THE EXERCISE: Render the material below as a two-column CSV headed input and output. Give one row for each piece of text with the coordinates that follow it, each placed in a single quoted field with line breaks replaced by spaces, covering all of the material and leaving out the pictures.

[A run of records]

------------------------------

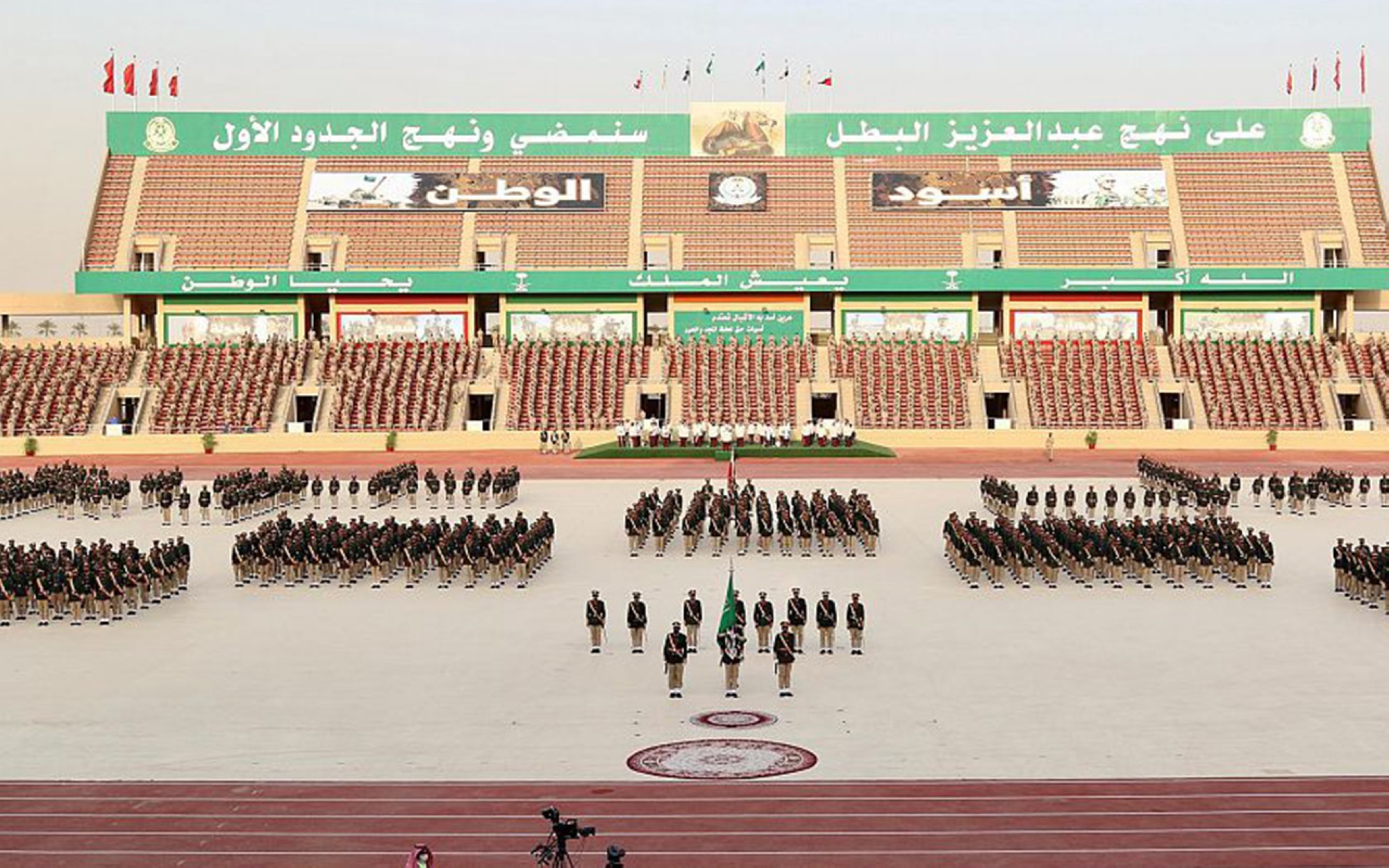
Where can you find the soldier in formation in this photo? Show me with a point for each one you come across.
(88, 583)
(823, 521)
(323, 552)
(1113, 553)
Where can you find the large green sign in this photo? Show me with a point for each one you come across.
(926, 281)
(654, 135)
(406, 135)
(1081, 133)
(744, 326)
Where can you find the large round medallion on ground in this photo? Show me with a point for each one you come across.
(734, 720)
(722, 760)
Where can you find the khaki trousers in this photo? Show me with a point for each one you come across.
(784, 677)
(731, 676)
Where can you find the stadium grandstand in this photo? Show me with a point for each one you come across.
(1179, 277)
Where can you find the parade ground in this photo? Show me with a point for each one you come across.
(427, 688)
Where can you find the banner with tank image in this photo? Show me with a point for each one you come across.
(738, 130)
(1040, 190)
(455, 191)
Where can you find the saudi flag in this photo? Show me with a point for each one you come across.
(730, 617)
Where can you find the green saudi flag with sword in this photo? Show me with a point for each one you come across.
(730, 616)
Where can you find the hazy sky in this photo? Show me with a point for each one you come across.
(583, 56)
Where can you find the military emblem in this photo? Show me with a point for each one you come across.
(160, 137)
(738, 192)
(1317, 131)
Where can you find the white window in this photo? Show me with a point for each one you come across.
(990, 256)
(656, 258)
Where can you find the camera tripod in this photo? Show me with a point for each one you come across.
(554, 853)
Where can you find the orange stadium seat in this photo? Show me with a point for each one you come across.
(398, 385)
(908, 384)
(1258, 384)
(53, 391)
(570, 385)
(1081, 383)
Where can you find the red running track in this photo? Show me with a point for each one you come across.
(908, 465)
(1266, 823)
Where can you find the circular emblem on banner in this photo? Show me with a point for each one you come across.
(1317, 131)
(738, 191)
(722, 760)
(160, 137)
(734, 720)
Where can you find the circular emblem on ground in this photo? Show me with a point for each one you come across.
(734, 720)
(722, 760)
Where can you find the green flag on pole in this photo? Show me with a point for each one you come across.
(730, 616)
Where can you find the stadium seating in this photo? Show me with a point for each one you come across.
(574, 385)
(740, 381)
(53, 391)
(397, 385)
(1081, 383)
(224, 213)
(1258, 384)
(1255, 208)
(908, 384)
(227, 390)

------------------------------

RESULT:
input,output
"Where can you find the soldier in formation in this photo? Show me with a point for each one you come across.","(88, 583) (823, 521) (323, 552) (1113, 553)"
"Where can you find the large green sign in this photo? Show me with a point for each one you come across.","(926, 281) (654, 135) (406, 135) (1081, 133) (744, 326)"
"Where can you find the large round medallion on ground in this photo? Show me with a point for each one you come across.","(734, 720) (722, 760)"
"Where can you find the khaki trousers in this photo? Show me with a point for each one you come across.","(784, 677) (731, 676)"
"Where can you find the stadium grandstand in this photo? Show me with a point for each one you come across.","(1179, 277)"
"Where can you find the parade ground in this photo? Show me with a point for each one you come across.","(427, 688)"
"Where can you find the banner with tank image in this photo? Show me with a point for each one you come across.","(738, 130) (1040, 190) (455, 191)"
"Where can you find the saudi flag in this photo? Show me with a point for each one you come across.","(730, 617)"
"Where can you find the green saudi flag with sword in this photo? Show me with a point for each one you come across.","(730, 616)"
"Where can you find the hazy sky in this photo? Show me with a point for each one you come across.","(583, 56)"
"Where can you find the military emblem in this photo? Show me with a point for each one you come across.","(160, 137) (738, 192) (1317, 131)"
"Where can you find the white window in this photo? Show me with a point for each one you come across.","(990, 256) (656, 258)"
"Where can you find the camera tripod in this photo? Show me with a point for each one you come across.","(554, 853)"
"Where can you find the orange stadium seat in this photo? Show me with a point for each one you come across.","(398, 385) (908, 384) (1258, 384) (53, 391) (570, 385) (1081, 383)"
"Where can you find the red running track in this photo? Show me with a point for each one you come across.","(908, 465) (1266, 823)"
"Where can you find the circular emblem on banner in this photo? Show me with a point for each one you come across.","(1317, 131) (738, 191) (722, 760) (160, 137) (734, 720)"
"Where can you find the circular emblem on ground in this photo? Show me with a point for each one you come across.","(734, 720) (722, 760)"
"Where can you find the green flag on pole in this photo? Show me with a point for each one you come across.","(730, 616)"
"Where can you find the stadium seating in this photo? Show me with a point for each one you come across.","(574, 385) (740, 381) (53, 391) (397, 385) (1081, 383) (224, 213) (1258, 384) (1255, 208) (908, 384) (227, 390)"